PrivacyLens main page Main dashboard: query builder, ε-slider with simulation preview, noisy bar chart with 68 % / 95 % confidence intervals, suppression markers (⊘) for groups under min_group_size, and the live ε-budget panel.

Attack-replay theater Attack-Replay Theater: a step-by-step reconstruction of a detected differencing / averaging attack — shows the offending query sequence, the heuristic that fired, and what the analyst saw in real time.


Table of contents


Features

Privacy engine

  • Laplace and Gaussian mechanisms with per-aggregate sensitivity bounds (COUNT, SUM, MEAN, PERCENTILE, HISTOGRAM).
  • Per-dataset ε-budget ledger persisted in PostgreSQL — every successful query atomically deducts its cost; once exhausted the API returns 402 Payment Required.
  • Bin-based ε allocation with a reserved sub-budget (EPSILON_TEST = 0.5) for the noisy threshold used to suppress small groups.
  • Suppression contract: groups below min_group_size are returned as explicit null values (never zero) and rendered with a hatched ⊘ pattern in the UI.
  • Free simulation preview (no budget charged) so analysts can preview the expected confidence interval at a chosen ε before committing.
  • DuckDB execution over Parquet datasets with per-column clipping bounds validated at registration time.

Front-end

  • Visual query builder + CodeMirror-based SQL editor, with column-aware filter widgets and a free cohort preview for early small-group warnings.
  • Real-time noisy charts (visx + D3) with 68 % / 95 % confidence intervals, noise indicators, and explicit suppression rendering.
  • Significance Inspector: posterior P(μₐ > μ_B) computed from the analytical CDF of the difference of noise variables (Laplace and Gaussian).
  • Noise Sandbox: Hypothetical-Outcome-Plot (HOP) cloud of 80 posterior samples that can be re-rolled and ε-scaled to make uncertainty physically visible.
  • Trust Radar / ε-Oracle: five-axis glyph and verdict for each query (sample size, ε spent, suppression, freshness, attack-detector flag).
  • Attack-Replay Theater: post-hoc, step-by-step reconstruction of detected differencing / averaging / rapid-query attacks against the audit log.
  • Session Budget Planner & What-If Console: plan ε allocation across a session before spending it, and probe how a chart would change at a different ε.

- _What is being asked_
Render this sentence from the PrivacyLens feature overview in Spanish: "Suppression contract: groups below min_group_size are returned as explicit null values (never zero) and rendered with a hatched ⊘ pattern in the UI."

- _Data excerpts_
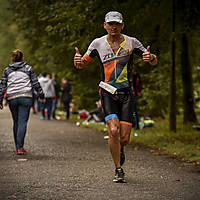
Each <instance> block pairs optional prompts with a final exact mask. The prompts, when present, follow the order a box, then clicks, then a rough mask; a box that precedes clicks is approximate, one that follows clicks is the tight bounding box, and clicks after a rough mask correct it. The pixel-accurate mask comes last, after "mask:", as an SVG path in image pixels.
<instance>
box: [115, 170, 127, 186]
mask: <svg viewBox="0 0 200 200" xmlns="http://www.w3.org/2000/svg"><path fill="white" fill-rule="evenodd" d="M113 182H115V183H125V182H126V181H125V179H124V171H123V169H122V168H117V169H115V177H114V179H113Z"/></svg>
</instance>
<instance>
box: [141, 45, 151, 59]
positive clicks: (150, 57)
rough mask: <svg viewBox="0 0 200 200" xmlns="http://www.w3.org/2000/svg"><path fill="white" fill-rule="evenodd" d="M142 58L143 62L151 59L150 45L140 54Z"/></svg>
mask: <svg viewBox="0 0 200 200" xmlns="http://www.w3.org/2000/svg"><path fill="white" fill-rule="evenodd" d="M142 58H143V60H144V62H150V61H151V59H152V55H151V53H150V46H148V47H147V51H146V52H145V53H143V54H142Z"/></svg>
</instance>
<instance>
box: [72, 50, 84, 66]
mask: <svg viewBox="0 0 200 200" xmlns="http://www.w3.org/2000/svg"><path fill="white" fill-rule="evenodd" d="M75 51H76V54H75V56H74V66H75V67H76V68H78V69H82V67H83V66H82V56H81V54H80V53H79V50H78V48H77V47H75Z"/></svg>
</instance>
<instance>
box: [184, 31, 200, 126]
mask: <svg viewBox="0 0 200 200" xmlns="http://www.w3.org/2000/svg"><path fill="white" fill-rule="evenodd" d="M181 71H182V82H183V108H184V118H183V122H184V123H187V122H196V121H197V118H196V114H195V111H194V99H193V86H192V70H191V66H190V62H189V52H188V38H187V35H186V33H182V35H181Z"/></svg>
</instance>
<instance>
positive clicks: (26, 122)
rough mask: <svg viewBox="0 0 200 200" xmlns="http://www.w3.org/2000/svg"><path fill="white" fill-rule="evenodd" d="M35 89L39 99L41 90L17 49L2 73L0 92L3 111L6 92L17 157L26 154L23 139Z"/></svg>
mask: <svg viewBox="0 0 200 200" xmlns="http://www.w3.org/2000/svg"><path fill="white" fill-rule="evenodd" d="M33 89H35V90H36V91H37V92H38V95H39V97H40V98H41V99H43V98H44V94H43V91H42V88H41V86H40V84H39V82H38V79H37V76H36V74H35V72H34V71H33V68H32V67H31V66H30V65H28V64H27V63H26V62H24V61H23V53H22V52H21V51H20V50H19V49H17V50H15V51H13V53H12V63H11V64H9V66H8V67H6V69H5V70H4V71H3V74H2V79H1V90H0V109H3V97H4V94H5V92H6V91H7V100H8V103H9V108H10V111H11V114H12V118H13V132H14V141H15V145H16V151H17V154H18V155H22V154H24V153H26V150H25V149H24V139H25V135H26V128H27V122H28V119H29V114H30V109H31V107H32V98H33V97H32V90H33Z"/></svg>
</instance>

- _Output below_
Contrato de supresión: los grupos por debajo de min_group_size se devuelven como valores nulos explícitos (nunca cero) y se representan con un patrón rayado ⊘ en la interfaz de usuario.